Copy every record below, exactly as written.

(Saved data entries)
<<<<

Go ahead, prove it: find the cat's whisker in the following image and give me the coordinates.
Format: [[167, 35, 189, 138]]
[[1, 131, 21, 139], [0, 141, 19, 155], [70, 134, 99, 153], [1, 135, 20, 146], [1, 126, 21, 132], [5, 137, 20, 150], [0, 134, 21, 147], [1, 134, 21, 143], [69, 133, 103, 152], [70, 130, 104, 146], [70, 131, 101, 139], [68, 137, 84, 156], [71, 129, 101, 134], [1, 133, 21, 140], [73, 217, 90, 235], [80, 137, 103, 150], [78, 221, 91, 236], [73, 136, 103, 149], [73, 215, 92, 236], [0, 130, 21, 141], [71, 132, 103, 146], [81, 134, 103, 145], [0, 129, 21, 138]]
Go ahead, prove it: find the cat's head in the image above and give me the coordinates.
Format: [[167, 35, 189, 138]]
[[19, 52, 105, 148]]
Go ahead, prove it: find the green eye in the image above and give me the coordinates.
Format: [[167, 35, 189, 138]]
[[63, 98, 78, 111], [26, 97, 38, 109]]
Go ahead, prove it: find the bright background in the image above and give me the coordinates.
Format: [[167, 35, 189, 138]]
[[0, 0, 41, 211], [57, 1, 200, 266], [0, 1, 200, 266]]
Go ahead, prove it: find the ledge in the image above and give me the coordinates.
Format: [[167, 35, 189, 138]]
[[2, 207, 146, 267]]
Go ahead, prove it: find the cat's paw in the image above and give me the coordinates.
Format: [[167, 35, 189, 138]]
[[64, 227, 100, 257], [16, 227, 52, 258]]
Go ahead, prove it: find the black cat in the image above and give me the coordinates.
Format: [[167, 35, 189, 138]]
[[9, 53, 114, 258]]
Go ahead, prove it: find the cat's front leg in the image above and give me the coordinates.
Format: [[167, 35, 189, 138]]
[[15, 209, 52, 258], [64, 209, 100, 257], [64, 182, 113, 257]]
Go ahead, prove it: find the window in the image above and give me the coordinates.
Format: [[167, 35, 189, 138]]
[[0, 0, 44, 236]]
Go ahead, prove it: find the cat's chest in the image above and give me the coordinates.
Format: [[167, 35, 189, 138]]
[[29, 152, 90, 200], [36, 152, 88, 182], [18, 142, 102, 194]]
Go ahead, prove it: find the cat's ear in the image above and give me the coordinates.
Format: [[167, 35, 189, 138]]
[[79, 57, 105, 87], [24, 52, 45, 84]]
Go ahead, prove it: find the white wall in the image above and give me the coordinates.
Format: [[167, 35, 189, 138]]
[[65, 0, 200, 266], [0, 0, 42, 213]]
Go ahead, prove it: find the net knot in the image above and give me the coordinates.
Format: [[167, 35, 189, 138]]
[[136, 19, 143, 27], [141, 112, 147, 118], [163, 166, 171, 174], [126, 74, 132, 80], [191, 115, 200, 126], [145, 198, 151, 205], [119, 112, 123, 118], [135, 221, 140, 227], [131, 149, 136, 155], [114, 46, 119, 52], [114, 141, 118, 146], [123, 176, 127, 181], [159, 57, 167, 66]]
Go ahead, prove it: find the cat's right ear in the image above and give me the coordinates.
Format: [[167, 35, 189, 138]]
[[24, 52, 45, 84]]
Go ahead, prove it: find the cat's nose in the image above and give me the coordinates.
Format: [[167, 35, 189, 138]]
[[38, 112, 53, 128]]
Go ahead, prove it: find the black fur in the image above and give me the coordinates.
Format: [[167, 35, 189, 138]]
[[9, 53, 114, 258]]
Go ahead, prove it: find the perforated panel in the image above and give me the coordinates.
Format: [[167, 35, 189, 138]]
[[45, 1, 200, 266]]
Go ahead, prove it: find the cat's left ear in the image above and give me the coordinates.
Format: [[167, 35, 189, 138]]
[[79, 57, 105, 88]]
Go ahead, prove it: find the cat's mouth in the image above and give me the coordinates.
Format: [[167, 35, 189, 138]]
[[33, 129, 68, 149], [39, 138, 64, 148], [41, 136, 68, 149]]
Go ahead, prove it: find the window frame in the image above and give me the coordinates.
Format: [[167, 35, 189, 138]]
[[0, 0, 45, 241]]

>>>>

■ EXERCISE OUTPUT:
Go ahead, prove it: find the cat's whisker in the following image and give me the coordinates.
Format: [[167, 35, 189, 138]]
[[1, 131, 21, 139], [0, 141, 19, 155], [70, 134, 99, 153], [1, 135, 20, 146], [1, 126, 21, 132], [5, 137, 20, 150], [0, 134, 21, 147], [1, 134, 21, 143], [69, 133, 103, 152], [70, 130, 104, 146], [70, 131, 101, 139], [68, 137, 84, 156], [71, 129, 101, 134], [1, 133, 21, 140], [73, 217, 90, 235], [80, 137, 103, 150], [78, 221, 91, 236], [73, 136, 103, 149], [73, 215, 92, 236], [0, 130, 21, 141], [71, 132, 103, 146], [81, 134, 103, 145], [0, 129, 21, 138]]
Go ahead, prove it: find the cat's head in the image above and give me the coordinates.
Format: [[167, 35, 189, 138]]
[[19, 52, 105, 148]]
Go ahead, prove it: find the green eye in the image above and give me the coordinates.
Format: [[167, 35, 189, 138]]
[[63, 98, 78, 111], [26, 97, 38, 109]]
Go ahead, prove it: find the bright background in the image above and give me the coordinates.
Format: [[167, 35, 189, 138]]
[[0, 0, 41, 211], [57, 1, 200, 266], [0, 1, 200, 266]]
Go ahead, prove it: find the ledge in the image above and give me the coordinates.
Format: [[167, 35, 189, 138]]
[[2, 207, 146, 267]]
Go ahead, prove it: find the cat's paw in the image above and give me the coordinates.
Format: [[167, 35, 189, 138]]
[[64, 227, 100, 257], [16, 227, 52, 258]]
Go ahead, prove it: find the black cat in the image above and give me the coordinates.
Format: [[167, 35, 189, 138]]
[[9, 53, 114, 258]]
Go ahead, prove it: find the cat's front leg in the image above and give me the coordinates.
Format: [[167, 35, 189, 138]]
[[15, 209, 52, 258], [64, 209, 100, 257], [64, 182, 113, 257]]
Go ahead, prove it: find the window in the image above and give me the coordinates.
Format: [[167, 35, 189, 138]]
[[0, 0, 44, 236]]
Go ahead, prove it: find the cat's chest in the image above and give me the coordinates.
Format: [[167, 35, 189, 138]]
[[29, 152, 90, 200], [36, 152, 88, 182], [18, 142, 102, 194]]
Go ahead, prove it: find the cat's ear in the image above and give me the coordinates.
Format: [[167, 35, 189, 138]]
[[79, 57, 105, 87], [24, 52, 45, 84]]
Go ahead, prove it: find the white wall in the image above and give me the coordinates.
Format: [[167, 35, 189, 138]]
[[65, 0, 200, 266], [0, 0, 42, 213]]
Go ahead, prove it: find the net knot in the image above and give me the coordinates.
Format: [[167, 35, 189, 138]]
[[136, 19, 143, 27], [141, 112, 147, 118], [163, 166, 171, 174], [126, 74, 132, 80], [191, 115, 200, 126], [145, 198, 151, 205], [119, 112, 123, 118], [135, 221, 140, 227], [131, 149, 136, 155], [114, 46, 119, 52], [114, 141, 118, 146], [123, 176, 127, 181], [159, 57, 167, 66]]
Go ahead, prove it: find the cat's right ear in the image above and give me the coordinates.
Format: [[167, 35, 189, 138]]
[[24, 52, 45, 84]]
Go ahead, prove it: find the cat's nose in the image above and give me the coordinates.
Format: [[167, 35, 189, 138]]
[[38, 112, 53, 128]]
Go ahead, prove it: find the black fur in the image above and give me the coordinates.
Format: [[167, 35, 189, 138]]
[[9, 53, 114, 258]]
Go ahead, prove it: find the perforated panel in the image above and give me the coordinates.
Format: [[167, 35, 189, 138]]
[[45, 1, 200, 266]]
Go ahead, prove it: find the cat's left ear in the image above and give me the coordinates.
Format: [[167, 35, 189, 138]]
[[79, 57, 105, 88]]
Go ahead, prove it: find the cat's mouth in the image above and give me the coordinates.
Format: [[167, 35, 189, 138]]
[[33, 129, 68, 149], [39, 138, 64, 148], [41, 136, 68, 149]]
Go ahead, prove it: find the window frame in the image above and give me the coordinates.
Format: [[167, 35, 189, 138]]
[[0, 0, 45, 241]]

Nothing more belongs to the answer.